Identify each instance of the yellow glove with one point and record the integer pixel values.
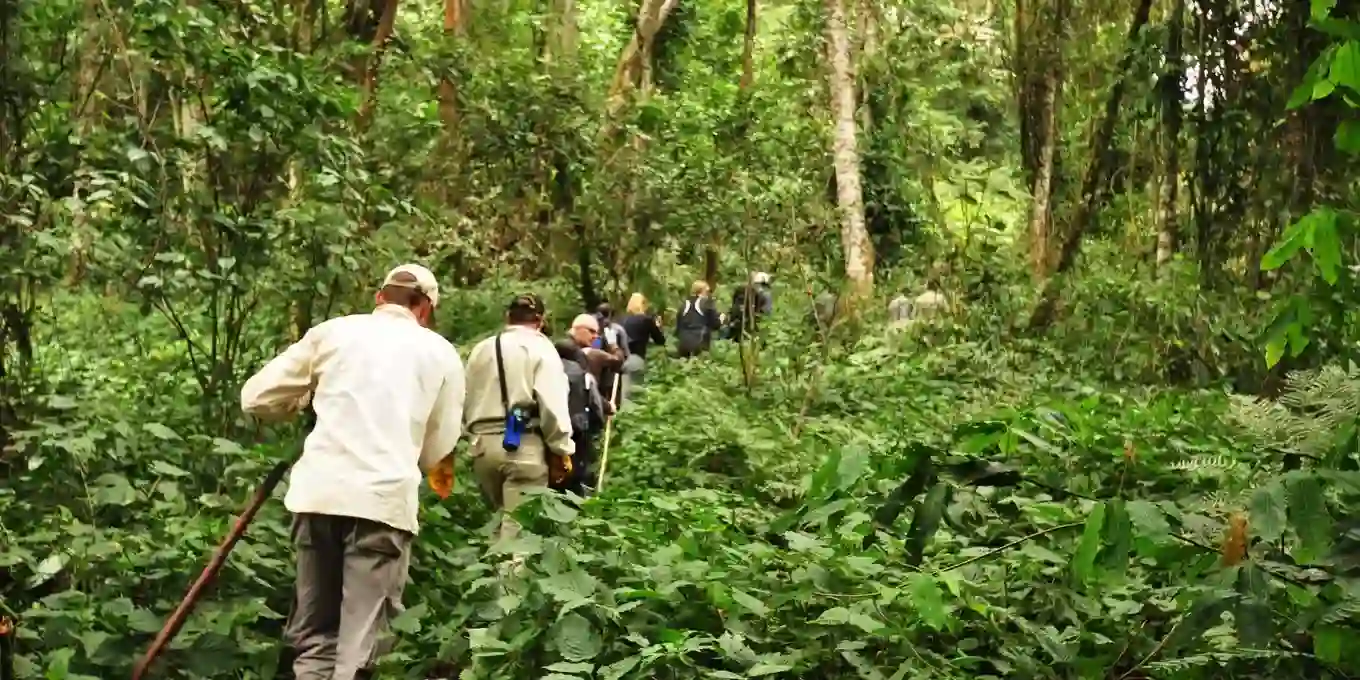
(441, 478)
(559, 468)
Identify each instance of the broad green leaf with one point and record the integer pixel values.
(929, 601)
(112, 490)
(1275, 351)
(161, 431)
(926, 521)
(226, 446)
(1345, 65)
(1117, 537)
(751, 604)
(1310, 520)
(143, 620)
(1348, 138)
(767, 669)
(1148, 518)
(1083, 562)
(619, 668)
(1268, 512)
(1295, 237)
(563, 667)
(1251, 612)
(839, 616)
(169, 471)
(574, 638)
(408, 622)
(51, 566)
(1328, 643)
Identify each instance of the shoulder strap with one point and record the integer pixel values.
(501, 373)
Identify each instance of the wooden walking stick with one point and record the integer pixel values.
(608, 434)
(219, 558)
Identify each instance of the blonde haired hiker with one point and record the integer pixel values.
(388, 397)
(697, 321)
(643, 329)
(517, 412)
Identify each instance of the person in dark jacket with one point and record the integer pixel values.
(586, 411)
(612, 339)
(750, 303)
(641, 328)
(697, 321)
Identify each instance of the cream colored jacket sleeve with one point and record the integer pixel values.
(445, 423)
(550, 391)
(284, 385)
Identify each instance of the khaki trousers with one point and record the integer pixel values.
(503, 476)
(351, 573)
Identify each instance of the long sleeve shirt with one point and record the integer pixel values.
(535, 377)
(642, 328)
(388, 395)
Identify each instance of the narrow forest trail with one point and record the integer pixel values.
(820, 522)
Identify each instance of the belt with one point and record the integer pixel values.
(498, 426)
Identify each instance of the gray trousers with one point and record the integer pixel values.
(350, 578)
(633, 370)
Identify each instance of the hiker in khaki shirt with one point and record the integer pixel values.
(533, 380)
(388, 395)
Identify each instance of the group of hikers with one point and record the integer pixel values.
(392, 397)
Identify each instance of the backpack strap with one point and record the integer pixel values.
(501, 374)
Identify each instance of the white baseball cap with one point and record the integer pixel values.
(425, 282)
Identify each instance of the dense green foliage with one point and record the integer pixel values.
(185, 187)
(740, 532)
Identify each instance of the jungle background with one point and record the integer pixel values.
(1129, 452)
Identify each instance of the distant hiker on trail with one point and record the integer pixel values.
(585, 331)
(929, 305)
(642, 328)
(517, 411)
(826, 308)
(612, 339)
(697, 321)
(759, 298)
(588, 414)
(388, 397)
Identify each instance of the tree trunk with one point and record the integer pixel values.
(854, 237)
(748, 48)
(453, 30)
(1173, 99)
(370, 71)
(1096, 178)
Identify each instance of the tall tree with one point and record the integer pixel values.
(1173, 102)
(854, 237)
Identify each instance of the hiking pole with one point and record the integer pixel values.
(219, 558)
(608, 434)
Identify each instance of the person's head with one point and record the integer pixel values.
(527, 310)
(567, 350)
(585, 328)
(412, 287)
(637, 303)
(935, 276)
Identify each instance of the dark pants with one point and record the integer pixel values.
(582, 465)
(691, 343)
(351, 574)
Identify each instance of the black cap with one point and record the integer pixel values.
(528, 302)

→ About this exercise:
From the line holding "Identify each instance of the person's" down to the last line of the records above, restate each line exactly as written.

→ Written response:
Identify each instance of the person's head with one point and record the integer pixel values.
(527, 310)
(567, 350)
(585, 328)
(412, 287)
(637, 303)
(935, 276)
Identify each instance of the dark pants with one point and record the integer pixel values.
(582, 465)
(691, 343)
(351, 574)
Identify each instance of the black cap with one point and record the integer pixel values.
(528, 302)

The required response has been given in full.